## EXERCISE DESCRIPTION
The answer must be an exact copy of every entry.

## DATASET RECORDS

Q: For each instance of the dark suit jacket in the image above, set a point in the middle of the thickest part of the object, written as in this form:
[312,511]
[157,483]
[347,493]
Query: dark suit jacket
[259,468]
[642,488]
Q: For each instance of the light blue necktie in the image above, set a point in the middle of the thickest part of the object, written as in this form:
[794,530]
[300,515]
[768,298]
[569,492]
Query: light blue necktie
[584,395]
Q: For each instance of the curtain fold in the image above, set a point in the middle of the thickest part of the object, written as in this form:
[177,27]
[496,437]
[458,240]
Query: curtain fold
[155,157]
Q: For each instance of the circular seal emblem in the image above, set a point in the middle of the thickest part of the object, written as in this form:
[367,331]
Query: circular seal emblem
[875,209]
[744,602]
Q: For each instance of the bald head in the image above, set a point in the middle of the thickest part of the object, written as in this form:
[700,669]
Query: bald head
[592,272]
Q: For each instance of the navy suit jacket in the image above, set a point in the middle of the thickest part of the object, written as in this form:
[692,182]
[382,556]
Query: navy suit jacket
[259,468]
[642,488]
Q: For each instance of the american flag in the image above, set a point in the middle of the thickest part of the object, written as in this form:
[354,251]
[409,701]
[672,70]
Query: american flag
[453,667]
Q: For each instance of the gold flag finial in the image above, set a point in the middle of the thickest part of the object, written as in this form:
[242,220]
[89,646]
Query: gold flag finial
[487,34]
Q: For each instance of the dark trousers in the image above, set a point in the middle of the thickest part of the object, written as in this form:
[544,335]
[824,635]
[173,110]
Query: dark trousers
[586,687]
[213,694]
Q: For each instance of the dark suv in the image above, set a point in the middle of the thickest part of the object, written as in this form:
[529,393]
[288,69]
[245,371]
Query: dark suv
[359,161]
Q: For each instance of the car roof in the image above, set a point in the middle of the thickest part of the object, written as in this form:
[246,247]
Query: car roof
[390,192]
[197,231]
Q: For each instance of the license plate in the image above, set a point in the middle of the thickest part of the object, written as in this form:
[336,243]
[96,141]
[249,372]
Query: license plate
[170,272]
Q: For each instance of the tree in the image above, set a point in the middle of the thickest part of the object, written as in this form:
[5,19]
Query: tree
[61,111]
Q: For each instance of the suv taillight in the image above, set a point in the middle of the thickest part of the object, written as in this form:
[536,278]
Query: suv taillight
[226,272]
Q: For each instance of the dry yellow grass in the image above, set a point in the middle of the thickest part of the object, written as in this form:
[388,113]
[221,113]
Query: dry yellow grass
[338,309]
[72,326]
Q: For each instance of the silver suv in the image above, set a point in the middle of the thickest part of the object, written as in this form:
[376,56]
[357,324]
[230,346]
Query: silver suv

## WRITTEN ANSWER
Q: For each instance of the dark suit jacket in the image above, set a point in the middle of the thickest part of the object, written as in this form:
[312,511]
[157,483]
[347,493]
Query: dark suit jacket
[259,468]
[642,488]
Q: For each instance of the light blue necktie in the image above, set a point in the middle of the thickest part of the object, written as in this form:
[794,530]
[300,515]
[768,298]
[569,492]
Query: light blue necktie
[584,395]
Q: For each instance of the curtain fold in the image above, set a point in the middle of the thickest part of the object, written as in this form:
[177,27]
[496,437]
[458,240]
Query: curtain fold
[155,157]
Q: For each instance of the circular seal emblem in the image above, set a point in the middle of the thickest part of the object, written as in this form:
[367,331]
Query: circular seal emblem
[875,209]
[744,602]
Q: For each instance of the bald head in the image above, set a point in the middle of the thickest part of the object, written as in this form:
[700,669]
Query: bald head
[592,272]
Q: For each instance of the navy suit jacket in the image above, set a point in the middle of the thickest part of the object, written as in this form:
[692,182]
[382,556]
Query: navy suit jacket
[259,468]
[642,488]
Q: For each instance of the american flag in the image above, set a point in the middle of the thickest part of the object, written as in this form:
[354,251]
[409,701]
[672,70]
Query: american flag
[453,667]
Q: For each instance of the gold flag finial in the image above, set a point in the middle of the thickest part of the object, written as in this form:
[242,220]
[89,646]
Query: gold flag finial
[487,34]
Q: For each instance of the dark trousers in the image above, set a point in the middle of the thickest part of the object, written as in this form:
[544,335]
[824,635]
[173,110]
Query: dark trousers
[586,687]
[213,694]
Q: For each instance of the dark suv in the image above, set a point in the middle of the thickest part of the object, written as in this form:
[529,393]
[288,69]
[245,371]
Query: dark suv
[359,161]
Q: For each instance of the car roof in the image above, set a point in the middle of the thickest part of the object, written as in this form:
[246,247]
Query: car roof
[390,192]
[197,231]
Q: For each instance of the license plate in the image above, set a point in the middle of the thickest part of the object, written as in this form:
[336,243]
[96,141]
[249,372]
Query: license plate
[170,272]
Q: For each instance of the tree in the image above, set a point in the middle of the thickest part of the object, written as in this form:
[5,19]
Query: tree
[61,111]
Q: For each instance of the suv taillight in the image above, set a point in the middle of the thickest part of the object, written as in this form:
[536,278]
Query: suv taillight
[226,272]
Q: For each instance of the dry yellow grass in the image above, set a point in the middle of the thickest part of the object, written as in this form:
[388,113]
[221,113]
Query: dry yellow grass
[338,309]
[72,326]
Q: For each instance of the silver suv in the image above, set a point in the middle of the thickest part of the object, written as in this form:
[376,56]
[357,324]
[230,346]
Query: silver suv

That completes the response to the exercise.